--- Passage provided Enclosed Below ---
Mar 9, 2020
In a matter of weeks, COVID-19 has grown from China’s outbreak to a global problem that does not seem to be slowing down. The novel coronavirus was first identified in Wuhan, China, in late 2019, and since then, the virus spread through the world like wildfire. The virus is spread via respiratory droplets and can cause pneumonia as well as acute respiratory distress syndrome in some patients.
Governments around the world reacted differently to contain the virus. Since 23rd January, China has kept Wuhan, as well as many other cities in the Hubei region and near it, on lockdown. Many travel restrictions have been applied as WHO (World Health Organization) warned people to avoid visiting high-risk zones and take extra precautions when in public places.
The global epidemic has caused worrying consequences, with people panic buying groceries and hoarding medical supplies like face masks and antiseptic gels. Tedros Adhanomhe, head of WHO, has recently reported that the lack of face masks is putting medical personal in danger.
In the commercial world, the impact has been drastic as well. With China on pause, there have been shortages on manufactured goods, delays on shipments, and disrupted supply chains all around the world. In countries most affected by the virus, like China, Korea, and Northern Italy, a lot of business activity has been ceased causing angst among business owners. Factory shutdowns have affected global companies like Nissan and Apple, who have mentioned that their “supply will be temporarily constrained.” Apple has closed all of its stores in China.
--- End of Enclosed Passage provided ---
--- Information shown Enclosed Below ---
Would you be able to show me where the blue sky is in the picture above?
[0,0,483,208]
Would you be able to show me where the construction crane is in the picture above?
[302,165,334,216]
--- End of Enclosed Information shown ---
# Task to carry out:
Write the next part of the article on COVID-19's spread and its effects on daily life and business. The data comes from a separate source.

# Exercise result:
China’s economic growth is expected to decelerate to 4.5% in 2020, according to Reuters. Currently, there are over 100,000 COVID-19 cases worldwide, and that number continues growing. According to the Organization for Economic Cooperation and Development (OECD), global growth could grow at its lowest rate in over a decade should the virus intensify. OECD fears that the virus may put many countries in recession as various industries are affected by the outbreak.
The last week of February was devastating for financial markets. Global shares suffered their worst week since the financial crisis in 2008, with three US indexes ending their week down 10% and London’s FTSE 100 index dropping down 3.2%. Oil prices dropped with Brent prices falling at its lowest yet this year to below 3%. The Dow Jones Industrial Average plunged almost 4%. Goldman Sachs believes that the virus will cause a decline in economic growth in US business profits in 2020.
Understandably, the businesses hit the most have been airlines. As countries impose travel bans in an attempt to contain the virus, various airlines have suffered from cancellations and compensations for delayed flights. easyJet reported that with the increasing number of COVID-19 cases in Northern Italy, they witnessed “a significant softening of demand and load factors into and out of our Northern Italian bases.”
UK travel industry experts worry about the loss of Chinese tourism in 2020 as flights booked from China have dropped over 50% behind in comparison to the same period in 2019. Companies are banning all but essential employee travel to avoid the virus.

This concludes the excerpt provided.